- **Dataset rows**
========

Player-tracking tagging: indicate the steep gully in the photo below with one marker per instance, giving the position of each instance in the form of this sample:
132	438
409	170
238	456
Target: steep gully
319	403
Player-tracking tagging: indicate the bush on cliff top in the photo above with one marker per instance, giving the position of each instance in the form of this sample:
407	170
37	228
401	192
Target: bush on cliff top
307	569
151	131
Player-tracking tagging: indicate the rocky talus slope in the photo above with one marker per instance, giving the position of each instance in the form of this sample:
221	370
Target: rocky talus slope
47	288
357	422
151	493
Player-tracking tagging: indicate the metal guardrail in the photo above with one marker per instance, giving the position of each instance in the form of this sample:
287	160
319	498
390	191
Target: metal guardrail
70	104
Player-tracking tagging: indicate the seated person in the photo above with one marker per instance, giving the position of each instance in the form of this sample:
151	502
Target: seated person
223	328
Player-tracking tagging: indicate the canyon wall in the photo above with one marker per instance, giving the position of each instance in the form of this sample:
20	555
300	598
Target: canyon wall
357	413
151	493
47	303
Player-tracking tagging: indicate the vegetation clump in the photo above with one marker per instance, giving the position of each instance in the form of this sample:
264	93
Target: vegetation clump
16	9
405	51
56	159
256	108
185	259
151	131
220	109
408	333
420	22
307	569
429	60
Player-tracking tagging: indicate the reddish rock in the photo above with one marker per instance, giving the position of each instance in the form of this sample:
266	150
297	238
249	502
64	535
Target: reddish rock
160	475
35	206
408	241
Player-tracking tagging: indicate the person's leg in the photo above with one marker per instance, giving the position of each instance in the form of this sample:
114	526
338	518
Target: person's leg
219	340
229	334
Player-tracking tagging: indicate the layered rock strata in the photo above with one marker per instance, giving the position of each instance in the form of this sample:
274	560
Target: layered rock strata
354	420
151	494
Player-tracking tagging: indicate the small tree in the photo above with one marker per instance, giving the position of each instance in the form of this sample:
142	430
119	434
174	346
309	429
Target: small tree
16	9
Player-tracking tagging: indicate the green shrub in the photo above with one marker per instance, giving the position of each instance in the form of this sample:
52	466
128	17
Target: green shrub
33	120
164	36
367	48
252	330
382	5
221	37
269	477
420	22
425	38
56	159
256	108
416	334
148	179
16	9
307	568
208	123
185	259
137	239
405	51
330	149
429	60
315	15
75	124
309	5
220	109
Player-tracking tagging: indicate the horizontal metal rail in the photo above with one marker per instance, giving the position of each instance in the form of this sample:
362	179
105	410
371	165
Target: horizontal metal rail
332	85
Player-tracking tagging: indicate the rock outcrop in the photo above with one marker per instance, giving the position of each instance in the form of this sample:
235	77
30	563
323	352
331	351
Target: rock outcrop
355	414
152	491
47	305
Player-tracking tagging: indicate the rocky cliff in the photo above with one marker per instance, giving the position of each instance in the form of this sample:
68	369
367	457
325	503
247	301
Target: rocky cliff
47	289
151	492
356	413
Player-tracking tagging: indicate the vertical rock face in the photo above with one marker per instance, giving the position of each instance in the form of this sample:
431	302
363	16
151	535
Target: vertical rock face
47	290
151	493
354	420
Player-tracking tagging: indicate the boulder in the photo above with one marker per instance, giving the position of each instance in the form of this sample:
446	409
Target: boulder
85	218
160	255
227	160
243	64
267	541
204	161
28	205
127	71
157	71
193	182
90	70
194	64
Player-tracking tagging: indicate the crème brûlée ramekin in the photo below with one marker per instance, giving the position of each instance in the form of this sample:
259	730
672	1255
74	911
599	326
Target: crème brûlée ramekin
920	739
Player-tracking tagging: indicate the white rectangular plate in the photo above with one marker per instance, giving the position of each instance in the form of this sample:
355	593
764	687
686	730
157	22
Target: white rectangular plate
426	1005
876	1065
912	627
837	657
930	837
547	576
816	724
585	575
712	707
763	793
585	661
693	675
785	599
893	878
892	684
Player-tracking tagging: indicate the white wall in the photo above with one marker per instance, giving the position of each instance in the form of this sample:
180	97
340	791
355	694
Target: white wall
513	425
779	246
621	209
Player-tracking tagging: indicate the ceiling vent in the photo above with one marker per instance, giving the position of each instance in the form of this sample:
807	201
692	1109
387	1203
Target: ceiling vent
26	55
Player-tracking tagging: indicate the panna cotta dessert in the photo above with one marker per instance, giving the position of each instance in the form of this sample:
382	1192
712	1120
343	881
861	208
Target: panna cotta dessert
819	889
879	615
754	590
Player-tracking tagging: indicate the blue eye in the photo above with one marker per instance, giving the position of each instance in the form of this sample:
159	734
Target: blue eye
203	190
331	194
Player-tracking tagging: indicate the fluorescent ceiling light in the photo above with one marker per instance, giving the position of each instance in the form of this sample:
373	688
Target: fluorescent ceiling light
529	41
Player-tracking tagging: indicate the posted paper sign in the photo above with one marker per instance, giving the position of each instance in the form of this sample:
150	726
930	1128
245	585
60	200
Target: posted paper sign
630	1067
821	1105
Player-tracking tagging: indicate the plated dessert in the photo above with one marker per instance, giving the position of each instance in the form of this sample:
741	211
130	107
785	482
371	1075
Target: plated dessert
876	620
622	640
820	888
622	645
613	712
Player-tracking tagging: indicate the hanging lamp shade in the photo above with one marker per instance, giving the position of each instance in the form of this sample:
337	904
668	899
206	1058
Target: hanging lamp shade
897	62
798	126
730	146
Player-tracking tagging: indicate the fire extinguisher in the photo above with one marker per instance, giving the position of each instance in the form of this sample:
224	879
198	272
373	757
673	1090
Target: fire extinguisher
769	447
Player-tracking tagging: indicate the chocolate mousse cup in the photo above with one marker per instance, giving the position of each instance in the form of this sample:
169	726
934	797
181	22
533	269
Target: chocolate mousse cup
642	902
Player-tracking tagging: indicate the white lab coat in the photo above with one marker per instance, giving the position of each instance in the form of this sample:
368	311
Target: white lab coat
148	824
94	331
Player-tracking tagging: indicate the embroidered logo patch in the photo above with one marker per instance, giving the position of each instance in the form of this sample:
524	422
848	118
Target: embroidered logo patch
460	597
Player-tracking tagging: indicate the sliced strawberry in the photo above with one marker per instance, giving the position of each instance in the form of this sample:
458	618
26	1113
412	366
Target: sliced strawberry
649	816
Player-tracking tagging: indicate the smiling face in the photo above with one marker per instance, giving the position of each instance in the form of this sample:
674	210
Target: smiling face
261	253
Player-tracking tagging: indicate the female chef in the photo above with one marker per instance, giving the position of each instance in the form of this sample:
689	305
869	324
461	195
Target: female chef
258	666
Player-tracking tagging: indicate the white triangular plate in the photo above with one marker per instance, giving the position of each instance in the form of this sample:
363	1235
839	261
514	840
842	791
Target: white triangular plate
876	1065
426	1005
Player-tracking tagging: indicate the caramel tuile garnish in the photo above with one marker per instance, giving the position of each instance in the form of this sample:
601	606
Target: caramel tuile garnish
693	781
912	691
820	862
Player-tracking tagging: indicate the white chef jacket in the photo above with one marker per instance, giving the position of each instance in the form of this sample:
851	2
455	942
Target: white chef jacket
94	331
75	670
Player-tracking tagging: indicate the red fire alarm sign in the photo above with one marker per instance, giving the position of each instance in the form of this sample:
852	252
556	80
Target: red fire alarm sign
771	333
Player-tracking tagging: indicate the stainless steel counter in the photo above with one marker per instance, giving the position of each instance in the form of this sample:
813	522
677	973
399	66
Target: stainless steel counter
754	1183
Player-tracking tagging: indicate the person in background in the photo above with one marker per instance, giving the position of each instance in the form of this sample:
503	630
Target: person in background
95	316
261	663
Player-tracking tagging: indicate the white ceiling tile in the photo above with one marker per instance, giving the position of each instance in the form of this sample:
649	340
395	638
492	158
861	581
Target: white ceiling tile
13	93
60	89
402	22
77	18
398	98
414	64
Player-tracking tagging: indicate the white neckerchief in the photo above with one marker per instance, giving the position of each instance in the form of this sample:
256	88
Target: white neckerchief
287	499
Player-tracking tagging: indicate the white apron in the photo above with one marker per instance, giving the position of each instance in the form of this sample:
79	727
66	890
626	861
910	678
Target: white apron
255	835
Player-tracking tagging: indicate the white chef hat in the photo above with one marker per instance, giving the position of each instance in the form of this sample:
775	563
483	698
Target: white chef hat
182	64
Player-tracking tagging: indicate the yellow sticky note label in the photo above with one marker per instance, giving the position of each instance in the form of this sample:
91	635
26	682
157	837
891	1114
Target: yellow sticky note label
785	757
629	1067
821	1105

========

- **Directive**
Can you give the lines of the records above as a numbered list, starting at the line that contains "Player-tracking tagging: indicate the white apron" and ending at the last line of the records, with blank lines left out?

- **Exercise response**
1. Player-tracking tagging: indicate the white apron in the photo above with one marker per instance, giving the position of each instance in the form of this sample:
2. 79	727
3. 66	890
4. 626	861
5. 910	678
6. Target: white apron
7. 255	835
8. Player-tracking tagging: indicate the white chef hat in the photo above with one marker per instance, giving the position of each instance in the form of this sample:
9. 775	563
10. 483	698
11. Target: white chef hat
12. 182	64
13. Player-tracking tagging: indicate the yellow sticky note label in the photo above with one marker per instance, giving the position of each instance in the form of this sample:
14. 91	635
15. 26	682
16. 157	837
17. 891	1114
18. Target: yellow sticky note label
19. 785	757
20. 629	1067
21. 821	1105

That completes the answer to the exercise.